**抜粋テキスト**

※

常に全体を俯瞰する。(仏教以前①)前編
前回は、私がお坊さんの道を目指したきっかけと、このブログ全体でお伝えたい思いについてお話させて頂きました。
今回は、私が真理の探究に一番大切だと思ってきた考え方についてお話をさせて頂きます。
- 仏教についてこれから学びたいと思っている方。
- 宗教・宗派の「〇〇だけが正しい」という話に疲れてしまった方。
根源的な悩みにぶち当たる。
どれが正しいのか?
宗派の道場に入った私に生まれた疑問があります。それは「なぜ、世間には、こんなにたくさんの宗教、宗派があるのだろう?」という事でした。
共通している事は、どの本の宗教・宗派の先生も「自分の説が正しい。他説(宗教・宗派)は劣っている。」と言っている所でした。
当時の私は「この中で、誰の見解が一番正しいのだろう?」
と、自分が知り得たその中から、どれか一つ「真実の道」を選ぼうとしていました。
しかし「どれか一つ」を選ぼうとすると難しいんですよね……。
なぜなら、どの道もそれぞれに魅力があったからです。
ここで、自分の所属する、宗教宗派の正当性を主張する為に、他宗、他宗派を非難する……なんて方もでてくるのですが……。
私は、他宗派の教えで「この部分、分かる~。」と思える所があった時、自分の所属している宗派の教えと矛盾していても「無かったこと」にはしたくないと思いました。
逆に「なぜ、このような矛盾が存在するのだろう?」と、そここそ、知りたいと思いました。
だからこそ、なんですが、たくさんの「正しさ」がある事を知って当時は「混乱」したことも事実です……。
そんな時に出会ったのが、。東京大学名誉教授で、仏教学、インド哲学の大家であられた、故中村元先生(1912~1999)の『原始仏教』という本でした。
読んだ時「お坊さんとしての立ち位置」に、はじめて気付かされた気がしました。
この本は内容が学術的なので、以後、内容を紹介したい時は、簡単な私の言葉で紹介しています。もし内容に興味をもったら、ぜひ、本を読んでみて下さいね。
対立を超える。
この本によるとおしゃかさま自身が、このように言っていたそうです。
或る人々が「最高の教え」だと主張する教えを、他の人々は「劣ったもの」であると言いっています。

※

**取り組む課題**
- 1) 宗派についての文章のうち、「そんな時に出会ったのが、。東」で始まり「の」であると言いっています。」で終わる部分を一字一句そのまま書き出してください。
- 2) 宗派についての文章の記述をもとに、次の問いに答えてください。
(a) 宗派の道場に入った筆者に生まれた疑問は何ですか。
(b) どの本の宗教・宗派の先生にも共通していたのは、どのように言っている点ですか。
(c) 筆者が混乱していた時に出会った、中村元先生の本の題名は何ですか。
- 3) 宗派についての文章を、最後の文の後から引き継いで書き進めてください。
エントリーは使わなくても差し支えありません。

**提供エントリー**
※

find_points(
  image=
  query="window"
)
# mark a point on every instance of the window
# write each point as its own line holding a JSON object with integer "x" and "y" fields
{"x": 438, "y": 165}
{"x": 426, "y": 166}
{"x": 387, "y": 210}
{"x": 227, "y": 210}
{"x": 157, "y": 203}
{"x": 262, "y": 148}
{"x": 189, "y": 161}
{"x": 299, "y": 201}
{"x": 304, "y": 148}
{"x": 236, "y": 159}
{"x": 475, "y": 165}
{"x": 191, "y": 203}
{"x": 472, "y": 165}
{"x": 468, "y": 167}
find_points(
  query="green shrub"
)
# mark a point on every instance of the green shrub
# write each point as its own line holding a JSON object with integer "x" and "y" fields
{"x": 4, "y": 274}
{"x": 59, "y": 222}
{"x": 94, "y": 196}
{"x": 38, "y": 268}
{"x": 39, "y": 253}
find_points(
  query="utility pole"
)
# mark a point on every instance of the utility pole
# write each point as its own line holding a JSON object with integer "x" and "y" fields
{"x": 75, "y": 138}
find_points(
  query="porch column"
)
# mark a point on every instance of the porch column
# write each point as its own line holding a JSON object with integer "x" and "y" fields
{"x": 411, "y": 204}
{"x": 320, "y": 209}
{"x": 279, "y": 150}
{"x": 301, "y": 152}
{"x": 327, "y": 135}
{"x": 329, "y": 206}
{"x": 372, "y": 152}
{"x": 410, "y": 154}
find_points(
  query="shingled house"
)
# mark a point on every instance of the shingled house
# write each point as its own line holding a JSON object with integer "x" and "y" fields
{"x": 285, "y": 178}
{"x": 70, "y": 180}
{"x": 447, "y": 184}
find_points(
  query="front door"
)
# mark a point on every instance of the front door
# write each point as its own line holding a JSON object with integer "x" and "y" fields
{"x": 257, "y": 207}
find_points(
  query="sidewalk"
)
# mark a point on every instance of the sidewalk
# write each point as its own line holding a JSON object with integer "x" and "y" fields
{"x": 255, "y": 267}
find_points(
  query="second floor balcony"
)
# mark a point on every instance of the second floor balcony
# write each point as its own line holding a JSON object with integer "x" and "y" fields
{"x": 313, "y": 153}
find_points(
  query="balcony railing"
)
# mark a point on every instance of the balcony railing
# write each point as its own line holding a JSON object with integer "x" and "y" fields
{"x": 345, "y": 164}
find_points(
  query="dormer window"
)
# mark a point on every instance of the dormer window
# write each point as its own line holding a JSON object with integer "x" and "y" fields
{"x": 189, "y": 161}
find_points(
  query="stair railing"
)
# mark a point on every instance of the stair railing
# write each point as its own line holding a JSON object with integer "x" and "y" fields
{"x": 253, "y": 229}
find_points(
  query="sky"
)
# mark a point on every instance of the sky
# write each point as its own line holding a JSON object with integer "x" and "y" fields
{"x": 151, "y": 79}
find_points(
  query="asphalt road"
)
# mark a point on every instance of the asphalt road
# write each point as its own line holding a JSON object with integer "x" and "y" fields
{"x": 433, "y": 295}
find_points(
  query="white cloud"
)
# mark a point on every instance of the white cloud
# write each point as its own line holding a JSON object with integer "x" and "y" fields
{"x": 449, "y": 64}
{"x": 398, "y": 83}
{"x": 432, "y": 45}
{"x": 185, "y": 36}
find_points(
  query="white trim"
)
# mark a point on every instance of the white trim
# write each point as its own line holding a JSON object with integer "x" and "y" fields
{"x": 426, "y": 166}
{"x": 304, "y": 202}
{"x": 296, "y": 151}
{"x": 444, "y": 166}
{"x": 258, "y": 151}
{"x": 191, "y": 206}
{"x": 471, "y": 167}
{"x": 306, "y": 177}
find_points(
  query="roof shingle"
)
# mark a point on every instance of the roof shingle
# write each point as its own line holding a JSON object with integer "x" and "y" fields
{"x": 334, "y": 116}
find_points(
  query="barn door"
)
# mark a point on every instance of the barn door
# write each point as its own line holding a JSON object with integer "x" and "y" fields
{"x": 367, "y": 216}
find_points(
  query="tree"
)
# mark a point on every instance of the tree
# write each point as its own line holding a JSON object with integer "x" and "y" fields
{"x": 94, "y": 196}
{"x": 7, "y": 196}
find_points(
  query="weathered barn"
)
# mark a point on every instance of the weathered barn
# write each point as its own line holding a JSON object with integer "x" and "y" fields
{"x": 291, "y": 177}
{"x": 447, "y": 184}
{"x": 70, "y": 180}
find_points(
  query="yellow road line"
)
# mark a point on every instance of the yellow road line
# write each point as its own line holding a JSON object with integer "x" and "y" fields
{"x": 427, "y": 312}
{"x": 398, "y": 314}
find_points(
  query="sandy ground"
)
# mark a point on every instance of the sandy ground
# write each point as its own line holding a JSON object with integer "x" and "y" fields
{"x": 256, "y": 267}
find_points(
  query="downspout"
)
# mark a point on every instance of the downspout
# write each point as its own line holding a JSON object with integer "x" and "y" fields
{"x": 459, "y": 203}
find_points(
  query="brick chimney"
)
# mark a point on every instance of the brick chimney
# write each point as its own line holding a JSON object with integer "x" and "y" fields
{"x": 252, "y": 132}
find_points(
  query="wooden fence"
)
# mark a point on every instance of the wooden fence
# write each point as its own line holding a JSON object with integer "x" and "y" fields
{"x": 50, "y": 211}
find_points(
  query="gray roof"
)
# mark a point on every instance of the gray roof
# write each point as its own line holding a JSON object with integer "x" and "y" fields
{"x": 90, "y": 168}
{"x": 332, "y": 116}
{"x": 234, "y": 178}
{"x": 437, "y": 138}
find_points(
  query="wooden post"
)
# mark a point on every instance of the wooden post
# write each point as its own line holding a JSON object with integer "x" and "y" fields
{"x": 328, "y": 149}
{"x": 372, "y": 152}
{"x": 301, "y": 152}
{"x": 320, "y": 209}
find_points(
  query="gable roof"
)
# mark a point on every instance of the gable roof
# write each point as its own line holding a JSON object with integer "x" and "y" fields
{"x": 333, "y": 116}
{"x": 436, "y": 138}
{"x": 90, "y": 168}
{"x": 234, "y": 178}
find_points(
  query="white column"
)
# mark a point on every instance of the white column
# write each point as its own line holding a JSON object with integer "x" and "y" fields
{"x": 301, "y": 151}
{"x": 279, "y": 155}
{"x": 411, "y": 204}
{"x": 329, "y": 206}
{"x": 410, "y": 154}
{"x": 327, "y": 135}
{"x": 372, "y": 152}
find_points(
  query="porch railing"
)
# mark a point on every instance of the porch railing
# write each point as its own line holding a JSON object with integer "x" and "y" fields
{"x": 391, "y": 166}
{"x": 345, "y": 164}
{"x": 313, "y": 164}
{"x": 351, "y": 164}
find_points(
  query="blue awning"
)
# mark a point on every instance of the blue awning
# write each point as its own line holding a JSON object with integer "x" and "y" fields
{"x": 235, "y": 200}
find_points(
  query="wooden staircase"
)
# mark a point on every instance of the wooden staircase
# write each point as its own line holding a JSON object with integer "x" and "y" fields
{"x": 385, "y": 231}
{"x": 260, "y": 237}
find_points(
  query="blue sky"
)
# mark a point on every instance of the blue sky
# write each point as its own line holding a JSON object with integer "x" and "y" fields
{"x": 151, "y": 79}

※

**課題別の解答**
- 1)
そんな時に出会ったのが、。東京大学名誉教授で、仏教学、インド哲学の大家であられた、故中村元先生(1912~1999)の『原始仏教』という本でした。
読んだ時「お坊さんとしての立ち位置」に、はじめて気付かされた気がしました。
この本は内容が学術的なので、以後、内容を紹介したい時は、簡単な私の言葉で紹介しています。もし内容に興味をもったら、ぜひ、本を読んでみて下さいね。
対立を超える。
この本によるとおしゃかさま自身が、このように言っていたそうです。
或る人々が「最高の教え」だと主張する教えを、他の人々は「劣ったもの」であると言いっています。

- 2)
(a) 「なぜ、世間には、こんなにたくさんの宗教、宗派があるのだろう?」という疑問です。
(b) 「自分の説が正しい。他説(宗教・宗派)は劣っている。」と言っている点です。
(c) 『原始仏教』です。

- 3)
彼らは「自分たちこそが真理に達して完ぺきである!」と主張していて、他の人の教えを劣ったものであるというのです。
彼らはこのように。お互いに違った意見を持って論争し、それぞれが自分の仮説を「真理である」と説いています。
でも、もしも「誰かに非難されていたら、それはもう完ぺきな教えではない」というならば、諸の教えのうちで、勝れたものは一つもないことになってしまいます……。
しかし、かれらの立場の根拠を検討してみると、必ずしも一様ではないですが「お互いに争いあっている」という点では共通していますよね。
そんな風に議論を続けていると、かれら自身が、他の人との間に確執をもたらす事でしょう……。
世間の人たちは「自分の説」にこだわり過ぎているのです。
これは私の感じていた事、そのままだったので、とても納得できました。
おしゃかさまご自身が「世間の人は『自分の考え方だけが正しい』と言って争っていますよね。」「それは、自説にこだわり過ぎです。」とおっしゃってる事にはおどろきました。
今も昔も、変わっていないんですね……。
そして、そのような「対立を越えた先」にこそ真理がある事を、このような喩えで説明されています。
昔、ある場所に、ある王さまがいました。
その王さまは、家臣を呼んで、
「今から、市内に住んでいる、生まれながらに目の不自由な人達をすべて一つのところに集めて「象を象とは知らせずに」象に触れさせなさい。」
と命令じ、それを触ったらどのように思うか、めいめいに答えさせました。
象の頭に触れてみた人は次のように答えました。
「王さま。これは瓶(かめ)のようなものでございます。」と。
また、象の耳に触れてみた人は「これは扇(おうぎ)のようなものでございます。」と答えました。
同様に象の牙に触れてみた盲人は「剣のようだ」と答えました。
鼻をなでた人は「ホースののようだ」と答え、体に触れてみた人は「樽(たる)のようだ」と答えました。
脚に触れてみた人は「柱のようだ」と答え、背に触れてみた人は「板のようだ」と答えました。
尾に触れてみた人「ムチのようだ」と答え、尾端に触れてみた人は「ホウキのようだ」と答えました。
そして、かれらは互いに拳をもって争いを始めたのでした。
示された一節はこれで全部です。